Brief: Retype exactly the stretch of lines that begins at the line containing "point_to annotates the hilltop" and ends at the last line of the data, with no other lines.

Provided data:
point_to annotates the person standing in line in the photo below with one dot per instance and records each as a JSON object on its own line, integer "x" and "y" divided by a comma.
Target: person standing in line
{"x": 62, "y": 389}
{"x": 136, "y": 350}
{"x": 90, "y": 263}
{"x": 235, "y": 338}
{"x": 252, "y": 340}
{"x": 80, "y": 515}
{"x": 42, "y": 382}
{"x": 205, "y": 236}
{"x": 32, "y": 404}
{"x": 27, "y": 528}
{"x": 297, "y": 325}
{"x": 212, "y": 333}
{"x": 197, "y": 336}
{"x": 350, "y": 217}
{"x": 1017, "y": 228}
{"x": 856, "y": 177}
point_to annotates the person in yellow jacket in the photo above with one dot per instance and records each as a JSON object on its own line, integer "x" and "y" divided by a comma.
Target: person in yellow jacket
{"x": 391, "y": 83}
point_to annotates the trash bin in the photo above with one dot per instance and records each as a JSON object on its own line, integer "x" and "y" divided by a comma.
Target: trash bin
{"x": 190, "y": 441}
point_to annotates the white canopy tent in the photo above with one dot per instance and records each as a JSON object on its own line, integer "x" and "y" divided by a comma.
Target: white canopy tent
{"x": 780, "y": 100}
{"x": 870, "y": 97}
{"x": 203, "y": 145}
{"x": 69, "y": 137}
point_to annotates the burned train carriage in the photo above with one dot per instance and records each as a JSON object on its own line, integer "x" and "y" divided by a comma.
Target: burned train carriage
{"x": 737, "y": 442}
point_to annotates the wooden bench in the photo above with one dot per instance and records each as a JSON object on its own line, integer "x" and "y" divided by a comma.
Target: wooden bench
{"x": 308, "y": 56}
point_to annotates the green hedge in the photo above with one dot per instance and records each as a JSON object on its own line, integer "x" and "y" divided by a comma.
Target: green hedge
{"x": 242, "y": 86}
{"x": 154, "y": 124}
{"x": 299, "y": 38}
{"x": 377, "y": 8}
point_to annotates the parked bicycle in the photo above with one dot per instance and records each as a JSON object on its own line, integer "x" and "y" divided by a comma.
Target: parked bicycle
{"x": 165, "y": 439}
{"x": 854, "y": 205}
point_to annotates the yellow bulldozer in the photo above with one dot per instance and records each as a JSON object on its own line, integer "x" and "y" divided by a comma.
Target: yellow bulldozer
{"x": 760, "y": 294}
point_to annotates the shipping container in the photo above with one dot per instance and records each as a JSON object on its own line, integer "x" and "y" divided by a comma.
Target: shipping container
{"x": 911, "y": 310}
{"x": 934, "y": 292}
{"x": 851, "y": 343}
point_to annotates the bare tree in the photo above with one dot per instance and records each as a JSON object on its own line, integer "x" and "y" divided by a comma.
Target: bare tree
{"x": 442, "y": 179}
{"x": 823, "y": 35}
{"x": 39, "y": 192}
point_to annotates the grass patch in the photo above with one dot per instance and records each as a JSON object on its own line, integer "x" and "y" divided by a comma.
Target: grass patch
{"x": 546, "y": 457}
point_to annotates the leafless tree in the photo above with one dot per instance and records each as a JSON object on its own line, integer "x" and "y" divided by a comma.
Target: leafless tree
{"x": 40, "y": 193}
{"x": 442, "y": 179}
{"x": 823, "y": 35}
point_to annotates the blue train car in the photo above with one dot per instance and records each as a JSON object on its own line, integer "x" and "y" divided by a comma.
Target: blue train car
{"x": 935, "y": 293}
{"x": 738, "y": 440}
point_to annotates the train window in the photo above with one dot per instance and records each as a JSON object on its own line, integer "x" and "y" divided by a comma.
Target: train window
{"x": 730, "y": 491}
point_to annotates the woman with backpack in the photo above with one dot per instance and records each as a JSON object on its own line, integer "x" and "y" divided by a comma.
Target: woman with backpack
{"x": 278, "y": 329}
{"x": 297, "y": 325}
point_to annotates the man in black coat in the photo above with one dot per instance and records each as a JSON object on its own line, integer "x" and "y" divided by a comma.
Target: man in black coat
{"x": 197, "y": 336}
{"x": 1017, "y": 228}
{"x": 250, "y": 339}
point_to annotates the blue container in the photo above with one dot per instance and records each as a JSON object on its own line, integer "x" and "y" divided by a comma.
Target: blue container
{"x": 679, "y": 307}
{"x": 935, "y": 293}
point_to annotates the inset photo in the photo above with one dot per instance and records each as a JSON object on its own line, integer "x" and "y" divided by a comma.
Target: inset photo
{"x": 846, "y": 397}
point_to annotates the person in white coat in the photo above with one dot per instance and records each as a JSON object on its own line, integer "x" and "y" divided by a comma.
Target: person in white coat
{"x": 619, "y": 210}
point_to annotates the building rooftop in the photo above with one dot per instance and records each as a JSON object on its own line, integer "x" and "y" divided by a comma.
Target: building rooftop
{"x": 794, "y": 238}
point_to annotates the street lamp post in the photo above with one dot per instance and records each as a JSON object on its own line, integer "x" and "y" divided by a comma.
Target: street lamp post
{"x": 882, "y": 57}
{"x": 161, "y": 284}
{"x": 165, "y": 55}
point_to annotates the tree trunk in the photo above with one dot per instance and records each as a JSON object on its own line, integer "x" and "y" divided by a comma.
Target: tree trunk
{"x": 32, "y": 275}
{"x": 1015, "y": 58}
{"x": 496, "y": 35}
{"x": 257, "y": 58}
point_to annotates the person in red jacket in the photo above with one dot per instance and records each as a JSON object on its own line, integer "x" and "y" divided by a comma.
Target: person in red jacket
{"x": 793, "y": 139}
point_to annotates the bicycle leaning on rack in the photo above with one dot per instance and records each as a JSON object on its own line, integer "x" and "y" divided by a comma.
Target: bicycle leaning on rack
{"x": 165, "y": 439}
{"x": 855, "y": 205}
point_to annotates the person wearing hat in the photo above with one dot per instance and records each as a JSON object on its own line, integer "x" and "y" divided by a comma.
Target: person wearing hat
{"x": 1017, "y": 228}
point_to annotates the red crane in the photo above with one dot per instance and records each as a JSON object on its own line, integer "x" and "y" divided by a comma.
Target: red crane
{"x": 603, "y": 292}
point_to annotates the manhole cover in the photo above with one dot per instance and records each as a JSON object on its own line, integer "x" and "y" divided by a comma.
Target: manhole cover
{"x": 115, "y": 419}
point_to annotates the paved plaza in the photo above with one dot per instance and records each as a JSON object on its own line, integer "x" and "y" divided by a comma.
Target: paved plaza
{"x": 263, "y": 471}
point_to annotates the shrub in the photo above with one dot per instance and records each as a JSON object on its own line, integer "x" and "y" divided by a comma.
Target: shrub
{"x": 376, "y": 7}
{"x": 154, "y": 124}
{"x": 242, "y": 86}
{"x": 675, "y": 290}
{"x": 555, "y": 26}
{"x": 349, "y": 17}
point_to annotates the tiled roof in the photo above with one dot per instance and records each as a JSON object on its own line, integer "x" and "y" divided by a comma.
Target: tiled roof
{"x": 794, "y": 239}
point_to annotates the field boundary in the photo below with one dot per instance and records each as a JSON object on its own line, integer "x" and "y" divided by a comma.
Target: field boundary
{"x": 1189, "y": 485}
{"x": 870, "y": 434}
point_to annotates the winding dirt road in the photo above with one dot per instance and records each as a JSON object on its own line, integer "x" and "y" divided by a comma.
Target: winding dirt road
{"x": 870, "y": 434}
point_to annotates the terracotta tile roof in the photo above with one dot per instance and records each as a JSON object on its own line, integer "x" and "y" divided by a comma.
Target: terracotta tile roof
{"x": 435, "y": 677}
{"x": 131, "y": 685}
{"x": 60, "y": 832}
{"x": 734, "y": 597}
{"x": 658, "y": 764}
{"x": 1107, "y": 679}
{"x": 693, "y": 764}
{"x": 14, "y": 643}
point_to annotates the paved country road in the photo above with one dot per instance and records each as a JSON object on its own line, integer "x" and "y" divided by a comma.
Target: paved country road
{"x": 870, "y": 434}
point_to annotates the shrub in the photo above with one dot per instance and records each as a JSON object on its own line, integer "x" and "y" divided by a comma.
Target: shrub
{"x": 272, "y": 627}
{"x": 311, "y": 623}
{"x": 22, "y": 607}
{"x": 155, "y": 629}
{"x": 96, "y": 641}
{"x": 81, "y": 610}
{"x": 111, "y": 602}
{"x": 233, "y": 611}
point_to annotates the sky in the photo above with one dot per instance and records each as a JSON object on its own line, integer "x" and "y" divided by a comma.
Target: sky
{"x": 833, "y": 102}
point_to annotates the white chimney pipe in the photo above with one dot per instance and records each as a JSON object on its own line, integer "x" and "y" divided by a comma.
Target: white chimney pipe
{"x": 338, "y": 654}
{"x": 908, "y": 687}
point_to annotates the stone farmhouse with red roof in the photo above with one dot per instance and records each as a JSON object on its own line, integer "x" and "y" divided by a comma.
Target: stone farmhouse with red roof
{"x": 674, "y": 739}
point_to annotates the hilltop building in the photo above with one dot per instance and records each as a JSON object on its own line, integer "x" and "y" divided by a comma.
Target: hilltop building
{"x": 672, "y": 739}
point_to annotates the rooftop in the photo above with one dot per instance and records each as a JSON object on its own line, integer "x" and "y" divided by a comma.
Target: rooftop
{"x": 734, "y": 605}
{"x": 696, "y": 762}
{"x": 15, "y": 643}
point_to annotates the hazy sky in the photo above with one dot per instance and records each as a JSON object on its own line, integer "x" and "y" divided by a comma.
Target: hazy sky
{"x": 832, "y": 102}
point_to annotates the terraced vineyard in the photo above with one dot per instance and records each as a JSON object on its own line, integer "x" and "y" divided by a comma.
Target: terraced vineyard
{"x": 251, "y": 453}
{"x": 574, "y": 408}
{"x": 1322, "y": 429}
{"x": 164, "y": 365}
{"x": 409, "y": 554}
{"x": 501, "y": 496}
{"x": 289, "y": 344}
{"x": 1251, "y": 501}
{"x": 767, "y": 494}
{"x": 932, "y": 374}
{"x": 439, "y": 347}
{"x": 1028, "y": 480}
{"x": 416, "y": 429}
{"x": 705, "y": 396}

Expected output:
point_to annotates the hilltop building in the photo above with one dot per instance and records each as a JSON object on its own line, integer "x" and "y" divided by a comma.
Target: hilltop building
{"x": 672, "y": 739}
point_to annotates the rooftop in the photo above with one dot per instance and records each as a JSON object on its own line, integer "x" and "y" divided by a comma.
Target: rooftop
{"x": 734, "y": 605}
{"x": 696, "y": 762}
{"x": 15, "y": 643}
point_to annotates the hazy sky in the photo above with one dot per instance and records each as a JSON object on its own line, integer "x" and "y" divided by a comma.
Target: hazy sky
{"x": 832, "y": 102}
point_to annotates the terraced vineyard in the photo above with one dot per instance and records each as a JSON object on its own line, integer "x" and "y" divided by a comma.
Target: terraced vineyard
{"x": 251, "y": 453}
{"x": 574, "y": 408}
{"x": 1322, "y": 429}
{"x": 164, "y": 365}
{"x": 409, "y": 554}
{"x": 501, "y": 496}
{"x": 289, "y": 344}
{"x": 1251, "y": 501}
{"x": 767, "y": 494}
{"x": 932, "y": 374}
{"x": 439, "y": 347}
{"x": 1028, "y": 480}
{"x": 416, "y": 429}
{"x": 705, "y": 396}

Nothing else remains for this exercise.